What to work on:
A verbatim copy of the lines from the one with "box: [246, 312, 279, 323]" through the final line below is required; print it and nothing else.

[Data excerpts Boundary: Start]

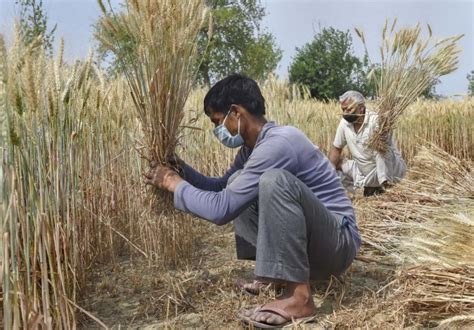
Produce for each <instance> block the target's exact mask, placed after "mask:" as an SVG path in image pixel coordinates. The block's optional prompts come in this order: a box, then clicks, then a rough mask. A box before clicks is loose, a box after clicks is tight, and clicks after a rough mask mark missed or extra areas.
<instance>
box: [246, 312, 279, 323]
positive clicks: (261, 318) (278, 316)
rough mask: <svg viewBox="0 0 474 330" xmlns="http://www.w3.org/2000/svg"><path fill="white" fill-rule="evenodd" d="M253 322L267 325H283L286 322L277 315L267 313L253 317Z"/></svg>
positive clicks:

[Data excerpts Boundary: End]

Your response:
box: [246, 312, 279, 323]
positive clicks: (261, 318) (278, 316)
rough mask: <svg viewBox="0 0 474 330" xmlns="http://www.w3.org/2000/svg"><path fill="white" fill-rule="evenodd" d="M253 322L267 325H283L286 322L277 315L267 313L253 317Z"/></svg>
positive clicks:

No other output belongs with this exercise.